PROBLEM DESCRIPTION:
Reproduce the entries exactly. Omit none of them.
• • • •
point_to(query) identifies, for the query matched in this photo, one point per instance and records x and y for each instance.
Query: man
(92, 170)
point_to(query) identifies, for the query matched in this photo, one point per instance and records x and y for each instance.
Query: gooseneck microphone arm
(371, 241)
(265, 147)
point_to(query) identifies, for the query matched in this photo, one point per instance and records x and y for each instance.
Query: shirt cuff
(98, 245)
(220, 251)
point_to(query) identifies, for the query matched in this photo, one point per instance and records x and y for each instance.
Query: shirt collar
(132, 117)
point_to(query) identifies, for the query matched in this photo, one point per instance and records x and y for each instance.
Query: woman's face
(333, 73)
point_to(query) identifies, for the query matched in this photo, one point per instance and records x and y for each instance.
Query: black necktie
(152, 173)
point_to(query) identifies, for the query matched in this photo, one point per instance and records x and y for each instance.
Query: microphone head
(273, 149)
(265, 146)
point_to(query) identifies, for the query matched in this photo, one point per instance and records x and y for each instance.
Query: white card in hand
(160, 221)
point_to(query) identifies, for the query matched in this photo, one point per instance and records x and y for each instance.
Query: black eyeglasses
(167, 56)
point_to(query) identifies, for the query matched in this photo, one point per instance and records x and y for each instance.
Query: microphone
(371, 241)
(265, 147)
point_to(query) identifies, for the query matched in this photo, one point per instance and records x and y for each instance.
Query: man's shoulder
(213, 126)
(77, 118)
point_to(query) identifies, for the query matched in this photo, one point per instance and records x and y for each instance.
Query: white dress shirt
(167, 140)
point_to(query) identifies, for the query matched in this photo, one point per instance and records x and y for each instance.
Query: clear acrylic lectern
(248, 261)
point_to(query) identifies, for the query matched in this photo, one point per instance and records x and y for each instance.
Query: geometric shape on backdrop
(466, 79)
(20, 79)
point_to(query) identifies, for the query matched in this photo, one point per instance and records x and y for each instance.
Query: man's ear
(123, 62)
• • • •
ANSWER TO THE EXERCISE:
point_to(query) identifies, for the query matched in this photo, one point per instance and records x and y for each instance.
Query: man
(92, 170)
point_to(query) identifies, for the query matched in this photo, one point per instance and records x and y for each instance.
Query: gooseneck microphone arm
(371, 241)
(265, 147)
point_to(query) identifies, for the query matched in this photo, one point per instance and records x and y for each instance.
Query: shirt cuff
(98, 245)
(220, 251)
point_to(query) identifies, for the query matched in this photo, one point per instance and records x and y for each instance.
Query: shirt collar
(132, 117)
point_to(query) identifies, for the query matched in this photo, one point per instance and records x and y for each instance.
Query: woman's face
(333, 73)
point_to(query) identifies, for the query matched in this photo, one point per instance and records x and y for each instance.
Query: black necktie
(152, 173)
point_to(query) identifies, for the query matched in this photo, one point per instance and records x and y for each instance.
Query: microphone head
(273, 149)
(265, 146)
point_to(query) identifies, for the query matched in this photo, one point per instance and records x and y for each instance.
Query: white card in hand
(160, 221)
point_to(query) identifies, for the query matched in this photo, one point per instance and records x and y for each instance.
Query: black eyeglasses
(167, 56)
point_to(query) identifies, for the query matched in this photo, one point per instance and records x and y for each instance.
Query: microphone
(371, 241)
(265, 147)
point_to(query) identifies, for the query matched in this photo, one point per instance and records x and y for each instance.
Query: man's shoulder
(213, 126)
(77, 118)
point_to(query) identifies, for the query matched in this photo, one point per instance and records x and y for each instance.
Query: white dress shirt
(167, 140)
point_to(query) identifies, for the query matched in this photo, one point per instance and records x and y for each instance.
Query: clear acrylic lectern
(248, 261)
point_to(query) identifies, for the query matched in this photo, one point per instance and records x and y for each instance.
Query: geometric shape on backdrop
(466, 79)
(20, 79)
point_to(query) identifies, for the query matched in this photo, one point per instance and records x and y for each instance.
Query: man's ear
(123, 62)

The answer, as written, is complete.